● やること
以下にあるサムスンの携帯電話事業についての文章を、最後の文の後から書き継いでください。

たとえばパナソニック製の「VIERAケータイ」。画面が縦にも横にも開く携帯電話だ。同じ仕組みの製品はサムスンにもあるが、「画面を開け閉めするちょうつがいの作り込みは誰もまねできない」と朴常務は驚嘆する。「携帯電話の外側を好きな色に自由に替えるという『着せ替えケータイ』という発想自体、日本以外にはなかった」(朴常務)。

 世界最大の化粧品会社、ロレアルから携帯電話のマーケティンググループ長として1年前に引き抜かれた李英煕(イヨンヒ)常務は、「最先端の日本市場で愛されれば、その端末は世界中で間違いなくヒットする」と、日本を実験台とした海外への横展開に意欲を見せる。やみくもに日本でのシェアを追うのではなく、「最先端の日本で売れた」を巨大市場の海外でウリにする腹づもりだ。

量から質への転換。「新経営」のDNA

「家族以外はすべて変えろ」。李健煕(イゴンヒ)・前会長が1993年に打ち出した量から質への経営方針の転換、いわゆる「新経営」を集約した言葉だ。その象徴となったのが95年の「携帯電話放火事件」。主要幹部に送った携帯電話の性能が思わしくなかったため、当時の李基泰(イギテ)情報通信統括社長は2000人の従業員が見守る中で携帯電話に火を放った。

李前社長は、「壊れやすい」というイメージ払拭のために、顧客の目の前で携帯電話を床に叩きつけ、踏みつけた名物社長だ。放火事件をきっかけに携帯電話部門は「質の重視」に邁進。95年にはモトローラの後塵を拝していた韓国内で首位を奪還。その後10年かけて、サムスンはフランスで首位を奪取し、米国内では圧倒的なシェアを誇るモトローラに次ぐ2位につけた。

名前付き物体を指し示す項目

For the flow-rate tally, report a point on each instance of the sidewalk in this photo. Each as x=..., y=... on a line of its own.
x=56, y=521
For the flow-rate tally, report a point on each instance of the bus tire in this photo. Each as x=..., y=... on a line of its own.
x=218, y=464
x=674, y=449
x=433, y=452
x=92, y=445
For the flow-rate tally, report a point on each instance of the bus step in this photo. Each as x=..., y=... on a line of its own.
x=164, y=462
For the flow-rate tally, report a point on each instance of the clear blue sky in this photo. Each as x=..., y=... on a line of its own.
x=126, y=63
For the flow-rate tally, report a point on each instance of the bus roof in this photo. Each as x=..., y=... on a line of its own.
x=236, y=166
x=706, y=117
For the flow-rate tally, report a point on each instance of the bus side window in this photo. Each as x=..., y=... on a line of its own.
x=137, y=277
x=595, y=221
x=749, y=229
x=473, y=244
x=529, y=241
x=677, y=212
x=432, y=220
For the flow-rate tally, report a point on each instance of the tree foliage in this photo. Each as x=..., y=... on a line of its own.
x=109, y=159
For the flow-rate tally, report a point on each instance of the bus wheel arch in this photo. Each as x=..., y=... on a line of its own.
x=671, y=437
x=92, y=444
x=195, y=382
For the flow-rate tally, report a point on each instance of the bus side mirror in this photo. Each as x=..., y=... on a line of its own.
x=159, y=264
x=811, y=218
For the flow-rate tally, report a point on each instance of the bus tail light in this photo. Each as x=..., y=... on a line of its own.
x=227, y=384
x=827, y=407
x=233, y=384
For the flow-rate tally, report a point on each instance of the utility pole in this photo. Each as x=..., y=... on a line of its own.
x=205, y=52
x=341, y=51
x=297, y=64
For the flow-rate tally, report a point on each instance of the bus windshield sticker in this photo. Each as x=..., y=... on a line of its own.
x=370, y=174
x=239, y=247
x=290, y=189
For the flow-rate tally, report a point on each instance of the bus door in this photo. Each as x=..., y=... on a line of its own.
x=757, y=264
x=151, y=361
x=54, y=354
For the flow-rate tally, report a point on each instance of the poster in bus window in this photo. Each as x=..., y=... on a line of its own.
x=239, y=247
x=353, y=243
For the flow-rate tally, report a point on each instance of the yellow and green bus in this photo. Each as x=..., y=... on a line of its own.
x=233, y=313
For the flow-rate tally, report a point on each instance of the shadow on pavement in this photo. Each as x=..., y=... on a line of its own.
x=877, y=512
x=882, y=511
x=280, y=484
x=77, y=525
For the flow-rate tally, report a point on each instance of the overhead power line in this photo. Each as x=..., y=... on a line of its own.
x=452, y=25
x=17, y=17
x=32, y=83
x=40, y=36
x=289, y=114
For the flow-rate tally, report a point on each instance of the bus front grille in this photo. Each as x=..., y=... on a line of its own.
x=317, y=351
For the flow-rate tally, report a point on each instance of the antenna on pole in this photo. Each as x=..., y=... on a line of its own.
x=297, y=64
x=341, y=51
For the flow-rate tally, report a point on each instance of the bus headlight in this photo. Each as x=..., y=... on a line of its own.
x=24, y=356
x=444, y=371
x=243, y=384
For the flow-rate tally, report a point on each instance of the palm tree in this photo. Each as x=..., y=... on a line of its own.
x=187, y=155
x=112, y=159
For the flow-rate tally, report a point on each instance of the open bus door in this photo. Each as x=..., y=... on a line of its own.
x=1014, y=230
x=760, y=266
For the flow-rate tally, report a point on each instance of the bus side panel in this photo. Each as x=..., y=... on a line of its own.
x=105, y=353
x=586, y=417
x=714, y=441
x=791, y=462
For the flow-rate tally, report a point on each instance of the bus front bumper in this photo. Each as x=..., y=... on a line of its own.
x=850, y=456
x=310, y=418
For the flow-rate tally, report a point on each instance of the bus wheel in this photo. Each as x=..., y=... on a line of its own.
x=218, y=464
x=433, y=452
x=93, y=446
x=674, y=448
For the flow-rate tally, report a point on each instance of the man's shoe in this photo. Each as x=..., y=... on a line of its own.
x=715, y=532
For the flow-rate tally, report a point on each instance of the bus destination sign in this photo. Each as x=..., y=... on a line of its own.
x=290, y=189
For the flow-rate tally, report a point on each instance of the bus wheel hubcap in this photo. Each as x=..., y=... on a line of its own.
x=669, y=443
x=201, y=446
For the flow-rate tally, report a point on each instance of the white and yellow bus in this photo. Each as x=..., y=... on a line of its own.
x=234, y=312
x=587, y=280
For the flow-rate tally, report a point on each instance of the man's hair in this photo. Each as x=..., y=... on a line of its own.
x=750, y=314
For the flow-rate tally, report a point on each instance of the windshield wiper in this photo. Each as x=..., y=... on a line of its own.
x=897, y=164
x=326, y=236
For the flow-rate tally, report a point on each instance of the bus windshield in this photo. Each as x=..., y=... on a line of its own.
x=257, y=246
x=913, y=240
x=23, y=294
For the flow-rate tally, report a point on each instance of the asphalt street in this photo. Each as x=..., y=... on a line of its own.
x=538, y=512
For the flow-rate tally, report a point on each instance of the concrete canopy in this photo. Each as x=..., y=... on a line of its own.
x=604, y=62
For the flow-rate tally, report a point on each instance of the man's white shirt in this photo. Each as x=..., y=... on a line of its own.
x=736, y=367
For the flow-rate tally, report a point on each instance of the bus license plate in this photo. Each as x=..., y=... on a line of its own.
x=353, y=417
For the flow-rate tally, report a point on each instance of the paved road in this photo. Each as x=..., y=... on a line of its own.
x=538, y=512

● 記述回答
「日本市場では、海外メーカーの携帯電話は『バッテリーがもたない、壊れやすい、通話が切れやすい』など過去についた悪いイメージが、知名度の低さと相まって、いまだに払拭できないでいる」(MM総研の横田英明部長)。日本本格上陸は過去のイメージとの戦いでもある。

李前会長は背任や脱税の容疑で在宅起訴された責任を取って4月に突如辞任。放火事件を起こした李前社長も今は携帯電話部門にいない。だが、外部から移籍してきたばかりの李常務は、「自らが変わらなければ死ぬ、満足した時点で終わるという社内の危機感はすさまじい」と目を丸くする。「新経営」の理念や危機感が従業員に根付いているならば、サムスンの日本本格上陸は、国内外のメーカーに大きな脅威となる。

(撮影:引地信彦 =週刊東洋経済)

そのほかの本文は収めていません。